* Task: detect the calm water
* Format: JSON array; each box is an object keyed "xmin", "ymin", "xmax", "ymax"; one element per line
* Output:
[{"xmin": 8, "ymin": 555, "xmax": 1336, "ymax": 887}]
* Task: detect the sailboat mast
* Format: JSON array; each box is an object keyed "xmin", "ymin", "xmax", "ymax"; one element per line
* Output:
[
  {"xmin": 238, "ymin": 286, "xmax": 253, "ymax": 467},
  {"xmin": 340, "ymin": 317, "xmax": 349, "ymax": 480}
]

*EXERCISE INSTRUCTIONS:* Reproduce every one of the entries above, line for line, with no changes.

*RESPONSE TO THE EXERCISE:*
* Task: detect the calm water
* Format: JSON array; each box is an object keyed "xmin", "ymin", "xmax", "ymax"; one element per line
* Output:
[{"xmin": 8, "ymin": 555, "xmax": 1336, "ymax": 887}]
* Task: detect the sailboat mast
* Format: JSON array; each box is an object keyed "xmin", "ymin", "xmax", "ymax"; one element per line
* Output:
[
  {"xmin": 238, "ymin": 286, "xmax": 253, "ymax": 467},
  {"xmin": 340, "ymin": 317, "xmax": 349, "ymax": 480}
]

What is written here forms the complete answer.